Find every line containing "instance" in the records below and report the tally as a bare number.

══ Data ══

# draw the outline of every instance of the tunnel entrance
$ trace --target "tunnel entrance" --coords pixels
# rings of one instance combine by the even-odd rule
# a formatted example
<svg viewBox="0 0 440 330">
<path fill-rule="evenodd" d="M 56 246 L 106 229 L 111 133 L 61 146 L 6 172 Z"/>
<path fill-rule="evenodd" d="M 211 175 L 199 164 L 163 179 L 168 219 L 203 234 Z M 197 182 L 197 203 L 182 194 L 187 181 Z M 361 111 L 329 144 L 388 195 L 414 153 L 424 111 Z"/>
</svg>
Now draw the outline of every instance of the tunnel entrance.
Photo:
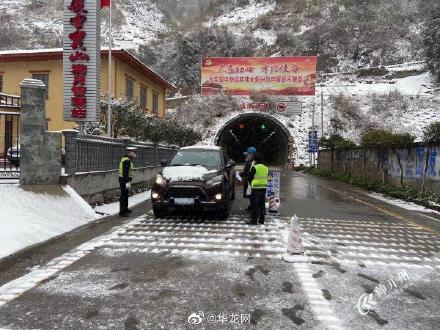
<svg viewBox="0 0 440 330">
<path fill-rule="evenodd" d="M 216 144 L 238 163 L 244 163 L 243 152 L 256 147 L 264 162 L 284 166 L 289 150 L 289 132 L 276 118 L 260 113 L 246 113 L 229 120 L 219 130 Z"/>
</svg>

═══

== Reply to the exercise ==
3